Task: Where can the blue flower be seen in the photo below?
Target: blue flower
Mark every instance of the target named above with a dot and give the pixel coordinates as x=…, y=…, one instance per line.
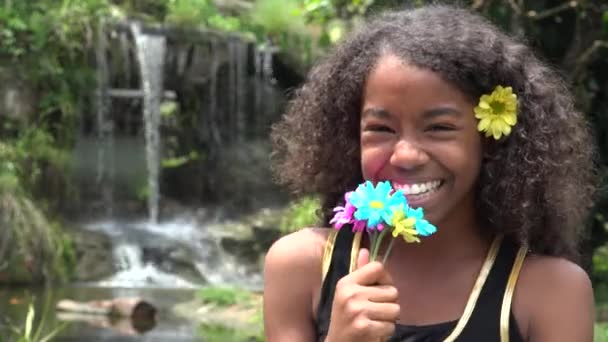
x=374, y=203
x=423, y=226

*-*-*

**Description of the task**
Each entry above is to be given again exactly, and any image in it is to be dropped.

**Your response**
Task: Where can the blue flower be seen in the photo below?
Target: blue flower
Mark every instance of the target named above with a dot and give the pixel coordinates as x=…, y=…, one instance per line.
x=374, y=203
x=423, y=226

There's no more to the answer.